И каким это интересно образом?

– А очень даже просто. Носили ему одни и те же задачи по несколько раз, а он их правил и правил заново.

– Эдисон Васильевич! Какие имена открылись вам раньше всего в мире музыки?

– Очень многие. В Томске – вначале и очень долго, на всю мою жизнь, русская классика. Как получу стипендию в университете, так сразу накуплю клавиров, партитур. В особенности клавиры опер русских композиторов; партитуры было купить и трудно, и дорого. И потом целые дни проводил за роялем с этими нотами. Я помню, как того же «Князя Игоря» я сыграл в Томске, ну, не меньше тридцати-сорока раз. То же самое с «Борисом Годуновым» Мусоргского. Любил «Снегурочку» и особенно обе оперы Глинки. Это были мои, так сказать, кумиры и боги. А вот «Руслана» и «Сусанина», которые я мальчишкой буквально до дыр проиграл, так сказать, протер, я с собой потом и в Москву привез. Они все здесь стоят рядом с «Пиковой дамой», «Евгением Онегиным» и многими другими клавирами. Чайковского я очень любил. Хотя сейчас понимаю, что у него много музыки и не очень хорошего вкуса, как в «Евгении Онегине», и иногда даже почти дурного. Но в целом эта опера всегда для меня полна какого-то обаяния и шарма. Особенно я люблю «Пиковую даму». Но были оперы, которые мне никогда не нравились. Скажем, тот же «Моцарт и Сальери» Римского-Корсакова. Я и в училищную пору ее не понимал, и сейчас не понимаю. По-моему, это слабое и очень плохое сочинение.

Однако наибольшее влияние на меня оказал в училище, пожалуй, Скрябин. Я тогда читал о нем, практически, все книги, какие можно было достать, играл все его сочинения. И тогда же я начал интересоваться Прокофьевым и особенно Шостаковичем.

– С его именем у вас, наверное, связано очень многое?

– Очень многое. Очень.

Я думаю, что если бы не его внимательное отношение ко мне и к моим занятиям композицией, в частности то может быть нам сейчас бы с вами и не пришлось бы беседовать.

– Что вы имеете в виду?

– А то, что когда мне надо было решать свою судьбу: либо продолжать жить в Томске и оставаться при университете преподавать математику, либо ломать всю жизнь, начинать все с нуля, ехать в Москву, всем абсолютно рискнуть, наконец, жить в диких условиях для того, чтобы стать композитором, то я выбрал как судью для себя Дмитрия Дмитриевича Шостаковича. В то время для меня это была самая авторитетная фигура.
○ ○ ○
Задание: Кого, по отрывку беседы, Эдисон Васильевич выбрал себе в судьи, когда решал, оставаться ли в Томске или ехать в Москву учиться на композитора?
○ ○ ○
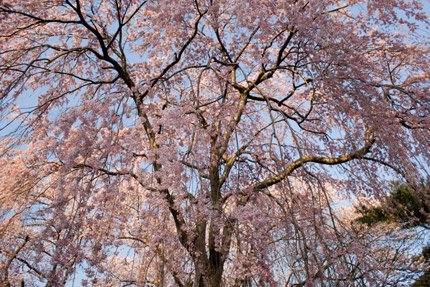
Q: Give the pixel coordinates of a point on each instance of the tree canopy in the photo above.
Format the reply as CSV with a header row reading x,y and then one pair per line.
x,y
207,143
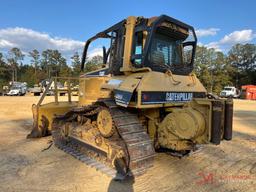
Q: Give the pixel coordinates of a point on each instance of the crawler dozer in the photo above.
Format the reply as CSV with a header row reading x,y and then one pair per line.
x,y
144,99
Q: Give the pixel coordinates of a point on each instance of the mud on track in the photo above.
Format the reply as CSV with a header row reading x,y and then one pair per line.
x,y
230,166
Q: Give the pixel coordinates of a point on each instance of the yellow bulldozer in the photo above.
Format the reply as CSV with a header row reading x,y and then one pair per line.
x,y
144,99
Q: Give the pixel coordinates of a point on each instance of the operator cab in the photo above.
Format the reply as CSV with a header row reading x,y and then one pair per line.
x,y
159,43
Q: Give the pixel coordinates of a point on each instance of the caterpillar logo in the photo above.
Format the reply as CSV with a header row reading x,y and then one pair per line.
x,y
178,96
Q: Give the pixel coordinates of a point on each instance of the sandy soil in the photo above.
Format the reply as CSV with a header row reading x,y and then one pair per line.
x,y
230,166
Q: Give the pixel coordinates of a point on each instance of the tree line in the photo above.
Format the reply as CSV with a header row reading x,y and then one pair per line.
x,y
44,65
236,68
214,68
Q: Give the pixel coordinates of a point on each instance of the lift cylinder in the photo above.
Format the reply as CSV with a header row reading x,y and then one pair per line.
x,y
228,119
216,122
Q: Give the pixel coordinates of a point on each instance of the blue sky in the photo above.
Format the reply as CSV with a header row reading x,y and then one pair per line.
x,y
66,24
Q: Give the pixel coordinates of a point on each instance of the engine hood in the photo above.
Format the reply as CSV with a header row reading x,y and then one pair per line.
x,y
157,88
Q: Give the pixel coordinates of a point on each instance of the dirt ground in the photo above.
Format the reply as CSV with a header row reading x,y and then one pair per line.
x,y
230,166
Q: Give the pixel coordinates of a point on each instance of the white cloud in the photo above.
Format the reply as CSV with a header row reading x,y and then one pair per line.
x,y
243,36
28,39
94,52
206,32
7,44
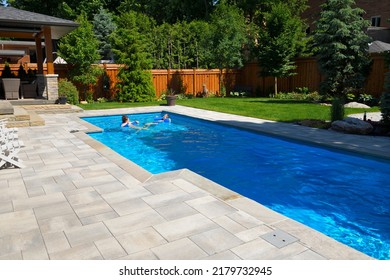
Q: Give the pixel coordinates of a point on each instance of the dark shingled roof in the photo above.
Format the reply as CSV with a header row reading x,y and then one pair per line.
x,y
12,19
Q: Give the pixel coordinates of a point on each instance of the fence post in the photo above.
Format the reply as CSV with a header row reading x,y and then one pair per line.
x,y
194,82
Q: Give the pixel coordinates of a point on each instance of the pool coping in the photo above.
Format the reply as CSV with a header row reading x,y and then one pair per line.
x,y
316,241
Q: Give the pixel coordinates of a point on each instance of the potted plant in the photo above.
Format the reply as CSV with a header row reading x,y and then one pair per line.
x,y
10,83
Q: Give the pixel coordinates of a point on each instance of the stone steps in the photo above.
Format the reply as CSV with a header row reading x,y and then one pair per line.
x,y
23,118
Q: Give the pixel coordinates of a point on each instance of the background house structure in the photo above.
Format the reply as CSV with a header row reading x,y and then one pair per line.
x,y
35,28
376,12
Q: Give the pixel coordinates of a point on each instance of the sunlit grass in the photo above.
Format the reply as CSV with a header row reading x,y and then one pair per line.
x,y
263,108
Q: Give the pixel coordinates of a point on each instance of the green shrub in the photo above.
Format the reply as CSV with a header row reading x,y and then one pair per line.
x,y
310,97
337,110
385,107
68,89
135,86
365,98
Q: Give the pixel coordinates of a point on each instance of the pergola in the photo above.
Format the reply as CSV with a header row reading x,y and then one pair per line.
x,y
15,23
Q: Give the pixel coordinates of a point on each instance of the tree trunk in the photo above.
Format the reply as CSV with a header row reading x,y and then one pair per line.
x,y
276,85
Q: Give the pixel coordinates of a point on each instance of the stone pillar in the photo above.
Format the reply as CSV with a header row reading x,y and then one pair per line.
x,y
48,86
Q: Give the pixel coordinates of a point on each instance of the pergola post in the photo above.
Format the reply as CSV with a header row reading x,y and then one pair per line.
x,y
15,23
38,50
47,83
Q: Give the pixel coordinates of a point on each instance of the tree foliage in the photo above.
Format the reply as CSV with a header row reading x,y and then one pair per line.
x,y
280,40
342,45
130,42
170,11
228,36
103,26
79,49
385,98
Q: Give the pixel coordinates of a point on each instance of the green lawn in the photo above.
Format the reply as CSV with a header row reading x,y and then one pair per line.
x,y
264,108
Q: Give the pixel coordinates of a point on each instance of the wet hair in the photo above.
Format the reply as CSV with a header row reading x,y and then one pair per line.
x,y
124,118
○ ○ ○
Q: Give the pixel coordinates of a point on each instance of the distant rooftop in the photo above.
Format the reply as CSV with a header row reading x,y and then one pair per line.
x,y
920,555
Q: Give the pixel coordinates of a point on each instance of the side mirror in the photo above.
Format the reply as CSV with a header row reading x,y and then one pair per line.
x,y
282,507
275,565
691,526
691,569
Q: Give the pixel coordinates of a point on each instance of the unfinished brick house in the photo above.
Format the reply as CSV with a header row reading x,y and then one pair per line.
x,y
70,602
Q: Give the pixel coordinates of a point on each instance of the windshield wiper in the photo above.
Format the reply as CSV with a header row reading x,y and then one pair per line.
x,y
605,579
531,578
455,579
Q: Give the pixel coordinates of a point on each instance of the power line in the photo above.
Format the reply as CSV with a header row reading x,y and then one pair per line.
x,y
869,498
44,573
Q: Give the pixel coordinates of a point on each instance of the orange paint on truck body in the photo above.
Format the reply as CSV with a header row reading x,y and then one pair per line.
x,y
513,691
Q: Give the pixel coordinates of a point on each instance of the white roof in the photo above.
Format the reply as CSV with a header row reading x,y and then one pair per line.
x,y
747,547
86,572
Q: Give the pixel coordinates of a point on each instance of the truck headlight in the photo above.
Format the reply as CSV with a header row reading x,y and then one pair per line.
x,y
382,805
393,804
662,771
○ ○ ○
Ответ: Дмитрия Дмитриевича Шостаковича.